— Exercise prompt —
From the data below, return all lines holding the string "task".

— Exercise materials —
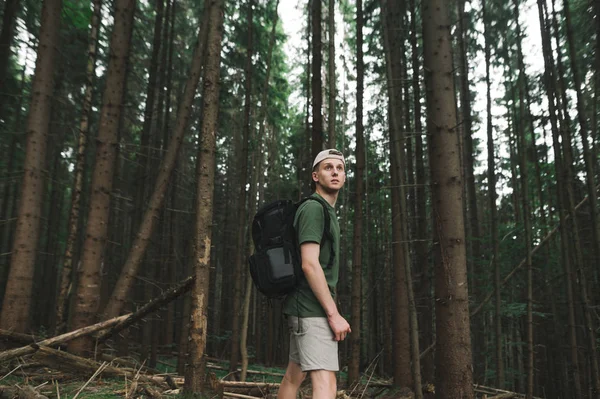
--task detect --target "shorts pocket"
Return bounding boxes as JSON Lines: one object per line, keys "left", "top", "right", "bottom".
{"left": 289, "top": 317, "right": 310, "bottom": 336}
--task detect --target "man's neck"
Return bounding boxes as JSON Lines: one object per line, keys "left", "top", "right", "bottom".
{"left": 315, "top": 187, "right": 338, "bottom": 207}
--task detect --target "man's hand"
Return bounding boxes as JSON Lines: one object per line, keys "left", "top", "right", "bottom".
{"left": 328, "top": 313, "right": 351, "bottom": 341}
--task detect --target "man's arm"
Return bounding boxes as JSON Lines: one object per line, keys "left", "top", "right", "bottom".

...

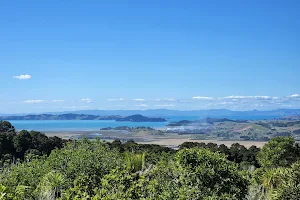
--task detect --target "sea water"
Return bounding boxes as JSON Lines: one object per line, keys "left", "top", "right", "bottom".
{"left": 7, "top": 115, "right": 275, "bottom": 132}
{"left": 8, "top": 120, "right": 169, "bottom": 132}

— Answer for this exercise —
--task detect --target "shorts pocket"
--task detect --target "man's neck"
--task detect --target "man's hand"
--task detect --target "man's arm"
--task detect --target "sea water"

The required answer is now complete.